**Given records**
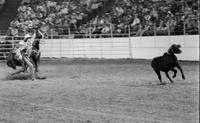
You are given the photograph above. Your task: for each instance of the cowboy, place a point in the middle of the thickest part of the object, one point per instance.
(23, 52)
(25, 45)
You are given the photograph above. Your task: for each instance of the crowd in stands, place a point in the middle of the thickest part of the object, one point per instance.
(137, 17)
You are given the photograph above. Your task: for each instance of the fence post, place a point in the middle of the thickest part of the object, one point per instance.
(129, 43)
(155, 29)
(90, 32)
(129, 31)
(111, 30)
(184, 30)
(12, 41)
(140, 29)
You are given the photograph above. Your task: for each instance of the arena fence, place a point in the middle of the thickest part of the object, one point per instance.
(112, 48)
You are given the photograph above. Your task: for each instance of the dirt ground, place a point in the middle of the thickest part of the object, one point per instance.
(99, 91)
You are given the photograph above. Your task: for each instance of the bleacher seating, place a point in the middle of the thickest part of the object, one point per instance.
(140, 17)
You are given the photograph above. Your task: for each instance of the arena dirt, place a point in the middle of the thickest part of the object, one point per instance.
(99, 91)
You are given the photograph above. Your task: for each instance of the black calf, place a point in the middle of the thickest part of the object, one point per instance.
(167, 62)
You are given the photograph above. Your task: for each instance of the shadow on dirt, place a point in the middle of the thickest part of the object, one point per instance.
(23, 77)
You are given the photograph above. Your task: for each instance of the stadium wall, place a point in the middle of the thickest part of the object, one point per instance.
(133, 47)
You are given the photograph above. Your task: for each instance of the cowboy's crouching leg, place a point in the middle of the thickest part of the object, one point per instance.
(18, 55)
(30, 65)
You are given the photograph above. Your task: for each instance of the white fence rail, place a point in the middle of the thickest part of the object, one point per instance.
(124, 47)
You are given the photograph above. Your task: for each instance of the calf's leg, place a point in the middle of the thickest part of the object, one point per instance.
(179, 67)
(159, 77)
(166, 73)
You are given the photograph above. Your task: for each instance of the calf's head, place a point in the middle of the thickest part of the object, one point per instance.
(175, 48)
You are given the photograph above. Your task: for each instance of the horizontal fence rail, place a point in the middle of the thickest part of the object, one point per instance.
(145, 47)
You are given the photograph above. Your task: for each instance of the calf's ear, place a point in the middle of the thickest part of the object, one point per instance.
(178, 45)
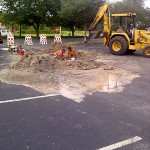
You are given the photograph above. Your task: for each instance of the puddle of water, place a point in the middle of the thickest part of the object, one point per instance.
(102, 81)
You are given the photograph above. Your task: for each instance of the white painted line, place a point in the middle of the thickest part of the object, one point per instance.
(122, 143)
(28, 98)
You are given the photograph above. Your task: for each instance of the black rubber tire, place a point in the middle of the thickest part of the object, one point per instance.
(129, 51)
(146, 52)
(123, 45)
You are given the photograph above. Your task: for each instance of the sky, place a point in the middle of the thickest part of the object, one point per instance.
(147, 2)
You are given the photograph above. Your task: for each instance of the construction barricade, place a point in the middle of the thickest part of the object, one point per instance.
(10, 40)
(57, 38)
(43, 39)
(28, 40)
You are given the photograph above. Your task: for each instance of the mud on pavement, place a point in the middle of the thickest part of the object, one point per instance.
(73, 79)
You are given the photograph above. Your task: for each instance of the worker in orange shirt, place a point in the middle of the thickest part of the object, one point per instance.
(59, 54)
(71, 53)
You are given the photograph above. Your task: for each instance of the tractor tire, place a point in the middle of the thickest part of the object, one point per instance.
(129, 51)
(118, 45)
(146, 52)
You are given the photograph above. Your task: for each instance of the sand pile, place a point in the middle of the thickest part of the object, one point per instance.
(72, 79)
(44, 61)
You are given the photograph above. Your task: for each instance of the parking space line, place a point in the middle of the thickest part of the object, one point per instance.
(122, 143)
(28, 98)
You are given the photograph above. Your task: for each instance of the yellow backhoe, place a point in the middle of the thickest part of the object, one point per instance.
(127, 38)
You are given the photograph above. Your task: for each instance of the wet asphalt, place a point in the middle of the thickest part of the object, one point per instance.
(58, 123)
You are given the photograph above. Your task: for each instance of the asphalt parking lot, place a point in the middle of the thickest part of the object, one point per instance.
(103, 121)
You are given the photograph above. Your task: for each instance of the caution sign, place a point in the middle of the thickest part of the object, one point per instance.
(10, 39)
(28, 40)
(57, 38)
(43, 39)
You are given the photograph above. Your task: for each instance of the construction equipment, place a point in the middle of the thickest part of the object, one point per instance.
(127, 38)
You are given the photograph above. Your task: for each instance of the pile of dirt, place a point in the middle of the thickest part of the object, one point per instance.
(45, 62)
(72, 79)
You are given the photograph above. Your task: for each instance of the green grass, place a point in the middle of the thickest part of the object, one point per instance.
(63, 33)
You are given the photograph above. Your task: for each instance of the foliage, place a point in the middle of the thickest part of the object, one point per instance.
(31, 12)
(131, 6)
(76, 13)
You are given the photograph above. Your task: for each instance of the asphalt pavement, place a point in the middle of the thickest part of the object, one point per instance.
(31, 120)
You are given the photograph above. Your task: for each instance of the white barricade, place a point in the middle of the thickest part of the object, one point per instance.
(28, 40)
(10, 39)
(57, 38)
(43, 39)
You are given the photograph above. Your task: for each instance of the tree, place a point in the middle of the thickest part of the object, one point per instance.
(77, 13)
(129, 6)
(31, 12)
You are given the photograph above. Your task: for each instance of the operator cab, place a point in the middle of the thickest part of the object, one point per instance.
(124, 23)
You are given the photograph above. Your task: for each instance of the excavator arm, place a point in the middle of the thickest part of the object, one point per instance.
(102, 13)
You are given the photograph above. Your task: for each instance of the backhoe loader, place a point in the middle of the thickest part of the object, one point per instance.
(127, 38)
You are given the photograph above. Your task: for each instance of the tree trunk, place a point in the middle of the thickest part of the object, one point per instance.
(37, 29)
(73, 30)
(84, 30)
(20, 29)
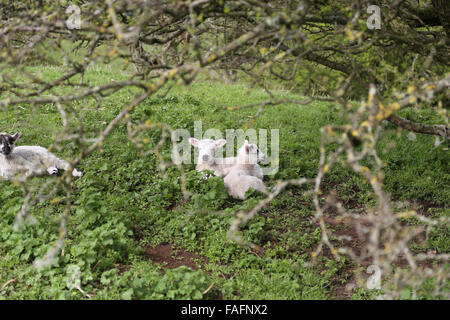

**Exercise task**
Please find every line above that contains the word "asphalt" and copy each one.

**Response to the exercise**
You are given the photograph above. Your task: for each instance of the wet asphalt, place a point in the middle of the thickest part of the object, one point per instance.
You are given the photograph above. Your task: for each instance of the asphalt parking lot, place a point in the middle of the thickest part of the object, one point per instance.
You are given the photograph above. Your task: for each instance of the asphalt pavement, place a point in the middle of the thickest part of the object, one point per instance.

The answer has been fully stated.